### What needs to be done
Rewrite the lines below, changing every "thickest part" to "widest part" and leaving everything else unchanged.

### Entries
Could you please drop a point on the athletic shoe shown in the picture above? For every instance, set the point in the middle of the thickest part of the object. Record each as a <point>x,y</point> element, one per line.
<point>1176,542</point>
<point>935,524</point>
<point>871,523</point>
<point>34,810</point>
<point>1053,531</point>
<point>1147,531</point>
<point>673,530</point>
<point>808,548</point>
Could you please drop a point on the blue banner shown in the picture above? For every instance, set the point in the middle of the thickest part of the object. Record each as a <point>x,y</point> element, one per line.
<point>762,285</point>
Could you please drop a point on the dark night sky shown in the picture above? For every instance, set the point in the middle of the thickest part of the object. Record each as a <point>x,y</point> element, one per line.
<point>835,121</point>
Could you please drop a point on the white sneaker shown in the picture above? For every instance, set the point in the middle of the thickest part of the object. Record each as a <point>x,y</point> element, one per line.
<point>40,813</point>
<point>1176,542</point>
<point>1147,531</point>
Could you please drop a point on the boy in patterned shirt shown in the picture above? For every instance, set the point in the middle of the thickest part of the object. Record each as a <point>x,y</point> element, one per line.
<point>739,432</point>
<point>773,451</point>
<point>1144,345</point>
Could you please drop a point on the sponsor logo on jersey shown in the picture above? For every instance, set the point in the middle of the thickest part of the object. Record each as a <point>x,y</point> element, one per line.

### Written solution
Could you please drop a point on the athletic shoe shown in the picture above? For every instance, set the point in the middle of the widest part of the object. Record each as a <point>x,y</point> element, one per line.
<point>1176,542</point>
<point>935,524</point>
<point>871,523</point>
<point>34,810</point>
<point>1053,531</point>
<point>1147,531</point>
<point>673,530</point>
<point>808,548</point>
Could you please drop a point on the blue banner shown in the picture above? For every instance, set the point in the middle of the widest part of the object. Record each as a <point>x,y</point> element, one per line.
<point>762,285</point>
Could you please drop a point on the dark night sky shown in the picture above? For every instance, set the point in the middle of the widest part of the object. Record each as a <point>x,y</point> element, one per line.
<point>835,121</point>
Could you please drop a point on the white sneaker shown in the picture above? For every instance, set the point in the middle of the widest part of the object. Record each as a <point>x,y</point> element, one per line.
<point>40,813</point>
<point>1176,542</point>
<point>1147,531</point>
Could you please drop a point on the boy in patterned shirt shown in the picture above? For every instance, set the point in the middle of the widest part of the object. Record each as a <point>x,y</point> element, one per line.
<point>739,432</point>
<point>773,451</point>
<point>1144,345</point>
Could you please drop a point on the sponsor logo on jersey shown in the picture above? For every instance, set the point in the middle of the widest part of the object. Record each as a <point>x,y</point> element, one per line.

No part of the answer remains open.